● Tasks:
a - In the trailer fuse thread, what size fuse does MaxDiesel say to put in place of the red plug under the hood?
b - Carry on the trailer fuse thread from where it stops, keeping the same casual forum tone.

● Document extract:
———

Hear is what I have tried
My truck and my trailer
FisHn2DMax
03-08-2003, 20:27
I think I can help? I went through the same thing a few months back. So bear with me, I'm going from my old memory... Stud 2 should be a 30 amp (max) fuse for the trailer brake controller( see back side of fuse under hood compartment lid.) Stud #1 Or B+ should have a 30 or 40 amp fuse installed to supply power to your trailer batteries.
My 03 had a red blank fuse called B+ in this location.
Good Luck!
:D
MaxDiesel
03-08-2003, 20:33
It's the B+ under the hood. Take out the Red plug and put a 40 amp fuse in it. That should bring power to the harness.
There was a post about a change in the plug wiring for the '03's here
http://forum.thedieselpage.com/cgi-bin/ultimatebb.cgi?ubb=get_topic&f=5&t=000539&p=
When I bought the harness from the dealer it came with a 40 amp fuse and I in stalled it into the stud #1*. Stud #2* already has a 30 amp fuse in it.

———

● Material supplied:
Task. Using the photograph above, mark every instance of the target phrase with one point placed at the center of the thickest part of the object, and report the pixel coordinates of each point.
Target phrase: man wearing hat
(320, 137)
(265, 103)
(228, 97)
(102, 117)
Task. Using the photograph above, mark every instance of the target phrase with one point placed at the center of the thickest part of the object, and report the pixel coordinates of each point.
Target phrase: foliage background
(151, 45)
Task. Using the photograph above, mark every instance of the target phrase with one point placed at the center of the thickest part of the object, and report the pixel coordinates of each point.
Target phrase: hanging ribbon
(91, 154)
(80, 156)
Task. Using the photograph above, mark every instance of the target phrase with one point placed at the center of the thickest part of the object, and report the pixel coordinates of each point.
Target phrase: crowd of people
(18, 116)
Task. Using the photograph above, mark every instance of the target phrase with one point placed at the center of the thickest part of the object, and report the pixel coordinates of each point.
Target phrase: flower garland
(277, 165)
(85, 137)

———

● Answers for this exercise:
a - A 40 amp fuse.

b -
And where is the b+ fuse I don
grmayer,
Your two post are confusing. In the first post you say the 40 amp fuse is in stud #2. In your second post you say it is in stud #1.
Your second post is correct. The 30 amp should be in stud #2. This fuse supply power to the brake controller. The 40 amp fuse should be in stub #1, on the left. This supplies power to the trailer batteries. The B+ FisHn2DMax was referring to is a plastic plug that was setting in stud #1 position. You have to remove it to install the 40 amp fuse.
It sounds like your truck is fused correctly but something is amiss. Maybe the 40 amp fuse has blown. You need a meter to check it, and your trailer plug for power. The fact that another truck powers your trailer implies the problem is in your truck. If the fuse is good, then you have a wiring problem, maybe at the trailer plug itself.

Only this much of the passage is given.